#### [REQUIRED TASK]
From the records below, pull out every line that contains the string "green", matching case exactly.

#### [DATASET CONTENT]
◇ ◇ ◇

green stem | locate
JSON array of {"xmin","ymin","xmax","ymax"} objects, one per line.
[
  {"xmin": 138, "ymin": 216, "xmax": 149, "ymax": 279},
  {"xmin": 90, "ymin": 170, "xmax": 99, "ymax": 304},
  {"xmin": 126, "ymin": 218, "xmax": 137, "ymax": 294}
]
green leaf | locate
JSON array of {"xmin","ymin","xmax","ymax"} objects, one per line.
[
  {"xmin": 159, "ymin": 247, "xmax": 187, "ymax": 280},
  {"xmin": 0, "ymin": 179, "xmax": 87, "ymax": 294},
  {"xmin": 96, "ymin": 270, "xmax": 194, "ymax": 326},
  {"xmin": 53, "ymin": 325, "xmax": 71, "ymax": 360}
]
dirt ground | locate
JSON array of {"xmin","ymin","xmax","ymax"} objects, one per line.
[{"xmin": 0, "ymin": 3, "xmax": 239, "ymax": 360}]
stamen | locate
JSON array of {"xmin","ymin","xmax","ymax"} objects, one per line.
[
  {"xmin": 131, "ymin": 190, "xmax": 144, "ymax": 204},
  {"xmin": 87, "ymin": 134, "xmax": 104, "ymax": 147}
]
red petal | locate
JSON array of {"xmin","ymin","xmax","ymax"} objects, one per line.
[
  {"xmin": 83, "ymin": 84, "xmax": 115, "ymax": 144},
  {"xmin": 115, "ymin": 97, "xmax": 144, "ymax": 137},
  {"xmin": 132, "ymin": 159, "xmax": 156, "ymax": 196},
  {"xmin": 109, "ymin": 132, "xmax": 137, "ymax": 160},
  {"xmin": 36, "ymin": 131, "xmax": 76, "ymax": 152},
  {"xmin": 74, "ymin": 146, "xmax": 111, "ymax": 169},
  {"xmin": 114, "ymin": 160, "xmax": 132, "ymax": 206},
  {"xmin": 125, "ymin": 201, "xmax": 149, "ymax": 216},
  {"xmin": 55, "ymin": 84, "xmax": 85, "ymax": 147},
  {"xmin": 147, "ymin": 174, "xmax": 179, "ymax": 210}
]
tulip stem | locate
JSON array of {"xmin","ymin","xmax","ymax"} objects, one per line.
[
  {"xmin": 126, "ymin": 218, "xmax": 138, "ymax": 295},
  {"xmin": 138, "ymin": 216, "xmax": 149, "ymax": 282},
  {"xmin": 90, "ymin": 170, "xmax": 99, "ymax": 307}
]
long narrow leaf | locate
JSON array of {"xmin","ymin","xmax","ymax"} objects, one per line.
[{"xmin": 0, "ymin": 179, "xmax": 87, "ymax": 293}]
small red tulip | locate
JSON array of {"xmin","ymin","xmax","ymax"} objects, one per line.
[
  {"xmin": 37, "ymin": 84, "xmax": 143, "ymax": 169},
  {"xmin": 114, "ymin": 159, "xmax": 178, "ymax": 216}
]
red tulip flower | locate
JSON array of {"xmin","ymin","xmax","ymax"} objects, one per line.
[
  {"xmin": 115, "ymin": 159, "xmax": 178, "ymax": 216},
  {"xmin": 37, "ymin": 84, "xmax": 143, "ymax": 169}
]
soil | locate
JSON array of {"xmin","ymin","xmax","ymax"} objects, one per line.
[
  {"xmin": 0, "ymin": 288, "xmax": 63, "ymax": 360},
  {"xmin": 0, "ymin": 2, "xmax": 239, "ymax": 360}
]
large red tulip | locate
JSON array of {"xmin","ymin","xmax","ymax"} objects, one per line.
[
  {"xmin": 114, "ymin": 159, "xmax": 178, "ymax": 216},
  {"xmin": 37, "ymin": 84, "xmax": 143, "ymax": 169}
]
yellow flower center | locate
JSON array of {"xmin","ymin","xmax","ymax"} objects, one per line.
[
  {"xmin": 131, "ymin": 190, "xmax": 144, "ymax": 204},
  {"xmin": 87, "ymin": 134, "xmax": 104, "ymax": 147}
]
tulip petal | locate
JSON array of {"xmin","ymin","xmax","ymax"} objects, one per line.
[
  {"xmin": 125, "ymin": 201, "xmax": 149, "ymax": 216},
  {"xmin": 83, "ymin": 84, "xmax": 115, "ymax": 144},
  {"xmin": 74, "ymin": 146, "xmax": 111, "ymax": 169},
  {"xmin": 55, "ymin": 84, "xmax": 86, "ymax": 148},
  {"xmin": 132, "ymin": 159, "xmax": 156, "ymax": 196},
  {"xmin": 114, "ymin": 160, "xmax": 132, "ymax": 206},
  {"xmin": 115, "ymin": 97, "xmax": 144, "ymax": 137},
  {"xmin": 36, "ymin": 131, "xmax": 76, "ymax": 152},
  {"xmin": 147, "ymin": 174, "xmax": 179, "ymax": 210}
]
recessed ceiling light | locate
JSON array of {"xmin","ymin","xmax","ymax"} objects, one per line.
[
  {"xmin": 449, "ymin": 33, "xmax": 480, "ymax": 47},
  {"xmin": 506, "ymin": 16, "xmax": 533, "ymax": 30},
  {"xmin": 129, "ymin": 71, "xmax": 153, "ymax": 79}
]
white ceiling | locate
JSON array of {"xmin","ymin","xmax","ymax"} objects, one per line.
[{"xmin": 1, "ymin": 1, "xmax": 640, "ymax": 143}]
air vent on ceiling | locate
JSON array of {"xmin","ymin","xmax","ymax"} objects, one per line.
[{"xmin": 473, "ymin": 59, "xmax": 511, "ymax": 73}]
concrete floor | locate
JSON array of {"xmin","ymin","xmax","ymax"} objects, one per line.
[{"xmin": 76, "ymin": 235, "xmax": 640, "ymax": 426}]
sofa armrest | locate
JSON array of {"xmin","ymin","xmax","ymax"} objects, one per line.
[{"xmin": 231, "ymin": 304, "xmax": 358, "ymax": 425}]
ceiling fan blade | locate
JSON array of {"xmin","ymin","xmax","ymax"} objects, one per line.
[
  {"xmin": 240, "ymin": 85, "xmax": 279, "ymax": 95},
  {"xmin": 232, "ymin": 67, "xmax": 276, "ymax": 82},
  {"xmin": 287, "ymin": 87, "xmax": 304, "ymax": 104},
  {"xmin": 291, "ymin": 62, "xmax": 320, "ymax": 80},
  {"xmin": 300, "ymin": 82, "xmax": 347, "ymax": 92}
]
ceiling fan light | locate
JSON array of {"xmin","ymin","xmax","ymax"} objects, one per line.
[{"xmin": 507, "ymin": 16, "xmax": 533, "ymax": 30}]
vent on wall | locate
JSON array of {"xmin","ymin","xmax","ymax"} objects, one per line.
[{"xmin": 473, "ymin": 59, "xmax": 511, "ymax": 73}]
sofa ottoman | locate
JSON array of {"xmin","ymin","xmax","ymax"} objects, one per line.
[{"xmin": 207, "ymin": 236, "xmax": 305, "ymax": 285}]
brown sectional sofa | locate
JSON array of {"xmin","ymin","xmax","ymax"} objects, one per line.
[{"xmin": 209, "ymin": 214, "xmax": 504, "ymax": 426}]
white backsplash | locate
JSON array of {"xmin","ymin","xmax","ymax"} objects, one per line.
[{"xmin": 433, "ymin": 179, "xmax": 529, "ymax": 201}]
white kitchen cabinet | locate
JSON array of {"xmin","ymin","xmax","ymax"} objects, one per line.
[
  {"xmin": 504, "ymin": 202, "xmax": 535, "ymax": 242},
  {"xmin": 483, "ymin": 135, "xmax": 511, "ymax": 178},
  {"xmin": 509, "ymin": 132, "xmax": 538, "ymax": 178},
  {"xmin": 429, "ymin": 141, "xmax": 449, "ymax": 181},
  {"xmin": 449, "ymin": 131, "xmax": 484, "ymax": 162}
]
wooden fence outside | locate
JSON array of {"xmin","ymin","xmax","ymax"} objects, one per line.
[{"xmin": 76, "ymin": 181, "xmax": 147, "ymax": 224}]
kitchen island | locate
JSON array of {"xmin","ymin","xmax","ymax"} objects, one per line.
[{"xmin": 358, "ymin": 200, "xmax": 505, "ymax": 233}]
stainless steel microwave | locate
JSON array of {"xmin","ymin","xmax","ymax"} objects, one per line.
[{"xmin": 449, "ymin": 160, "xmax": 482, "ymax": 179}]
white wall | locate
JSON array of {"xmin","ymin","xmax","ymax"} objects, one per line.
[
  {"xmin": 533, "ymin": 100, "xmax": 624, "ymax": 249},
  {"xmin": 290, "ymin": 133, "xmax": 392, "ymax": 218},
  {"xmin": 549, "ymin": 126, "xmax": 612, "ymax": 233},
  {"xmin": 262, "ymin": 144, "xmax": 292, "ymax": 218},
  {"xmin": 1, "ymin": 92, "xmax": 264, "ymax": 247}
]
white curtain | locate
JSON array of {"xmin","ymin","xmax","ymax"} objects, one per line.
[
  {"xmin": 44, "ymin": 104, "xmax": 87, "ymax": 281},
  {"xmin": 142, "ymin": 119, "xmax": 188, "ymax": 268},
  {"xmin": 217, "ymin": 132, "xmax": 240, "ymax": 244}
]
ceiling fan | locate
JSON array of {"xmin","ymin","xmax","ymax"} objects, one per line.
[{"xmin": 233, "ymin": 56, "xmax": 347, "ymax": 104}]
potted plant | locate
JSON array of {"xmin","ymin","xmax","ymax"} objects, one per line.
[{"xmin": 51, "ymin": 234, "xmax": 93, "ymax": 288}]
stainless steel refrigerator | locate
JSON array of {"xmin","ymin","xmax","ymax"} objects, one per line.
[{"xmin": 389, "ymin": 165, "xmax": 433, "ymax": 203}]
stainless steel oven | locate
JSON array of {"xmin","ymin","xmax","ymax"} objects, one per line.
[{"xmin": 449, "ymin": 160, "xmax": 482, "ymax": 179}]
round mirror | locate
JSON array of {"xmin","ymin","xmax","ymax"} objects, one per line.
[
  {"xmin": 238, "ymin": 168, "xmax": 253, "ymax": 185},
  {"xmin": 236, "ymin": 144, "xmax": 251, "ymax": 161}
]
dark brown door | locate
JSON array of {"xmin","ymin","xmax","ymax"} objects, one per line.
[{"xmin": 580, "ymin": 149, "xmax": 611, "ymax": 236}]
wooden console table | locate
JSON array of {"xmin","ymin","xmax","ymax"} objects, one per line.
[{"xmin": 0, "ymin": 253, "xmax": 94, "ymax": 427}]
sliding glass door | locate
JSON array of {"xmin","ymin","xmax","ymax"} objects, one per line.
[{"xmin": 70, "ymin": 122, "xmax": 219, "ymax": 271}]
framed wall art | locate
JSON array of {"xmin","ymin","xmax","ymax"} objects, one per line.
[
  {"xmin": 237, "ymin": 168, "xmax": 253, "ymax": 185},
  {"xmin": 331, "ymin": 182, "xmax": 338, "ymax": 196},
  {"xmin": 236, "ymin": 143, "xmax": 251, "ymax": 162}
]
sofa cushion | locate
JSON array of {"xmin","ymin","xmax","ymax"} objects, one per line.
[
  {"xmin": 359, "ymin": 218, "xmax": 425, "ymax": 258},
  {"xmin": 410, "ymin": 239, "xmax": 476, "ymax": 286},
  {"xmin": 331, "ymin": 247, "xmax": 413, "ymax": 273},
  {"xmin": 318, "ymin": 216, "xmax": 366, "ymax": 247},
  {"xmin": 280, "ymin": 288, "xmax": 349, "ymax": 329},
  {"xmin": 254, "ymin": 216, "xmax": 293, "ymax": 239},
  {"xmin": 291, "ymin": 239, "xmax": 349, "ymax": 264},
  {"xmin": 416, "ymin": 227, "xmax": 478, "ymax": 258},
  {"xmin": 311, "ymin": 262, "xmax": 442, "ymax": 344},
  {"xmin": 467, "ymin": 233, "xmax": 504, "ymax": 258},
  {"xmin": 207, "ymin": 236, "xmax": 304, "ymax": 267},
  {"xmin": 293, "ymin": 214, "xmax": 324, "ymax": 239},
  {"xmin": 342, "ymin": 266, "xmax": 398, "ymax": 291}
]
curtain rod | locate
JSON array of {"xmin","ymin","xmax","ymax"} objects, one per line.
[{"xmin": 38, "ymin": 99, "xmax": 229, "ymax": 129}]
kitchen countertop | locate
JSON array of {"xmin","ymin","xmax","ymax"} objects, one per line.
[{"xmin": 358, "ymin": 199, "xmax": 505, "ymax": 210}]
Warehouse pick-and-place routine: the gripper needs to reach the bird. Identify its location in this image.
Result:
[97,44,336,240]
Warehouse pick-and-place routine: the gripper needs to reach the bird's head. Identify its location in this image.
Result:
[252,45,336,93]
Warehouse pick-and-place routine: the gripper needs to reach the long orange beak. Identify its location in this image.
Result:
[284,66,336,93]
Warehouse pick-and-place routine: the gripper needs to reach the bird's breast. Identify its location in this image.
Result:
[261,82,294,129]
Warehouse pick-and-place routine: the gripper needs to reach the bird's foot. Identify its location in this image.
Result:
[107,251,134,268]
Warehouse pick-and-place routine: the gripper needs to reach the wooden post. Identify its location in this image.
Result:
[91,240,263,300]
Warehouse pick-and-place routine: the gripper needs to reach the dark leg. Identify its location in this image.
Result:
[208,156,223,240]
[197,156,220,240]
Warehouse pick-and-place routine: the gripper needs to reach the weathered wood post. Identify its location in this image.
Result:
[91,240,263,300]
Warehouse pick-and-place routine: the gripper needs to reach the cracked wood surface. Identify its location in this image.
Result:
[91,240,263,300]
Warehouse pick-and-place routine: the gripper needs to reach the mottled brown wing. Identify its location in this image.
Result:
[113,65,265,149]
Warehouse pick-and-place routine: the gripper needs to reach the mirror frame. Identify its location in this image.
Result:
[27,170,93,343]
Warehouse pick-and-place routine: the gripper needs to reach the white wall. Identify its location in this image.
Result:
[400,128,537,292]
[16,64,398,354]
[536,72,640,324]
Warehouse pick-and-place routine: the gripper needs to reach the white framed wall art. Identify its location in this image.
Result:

◇ ◇ ◇

#### [ANSWER TO THE EXERCISE]
green stem | locate
green leaf | locate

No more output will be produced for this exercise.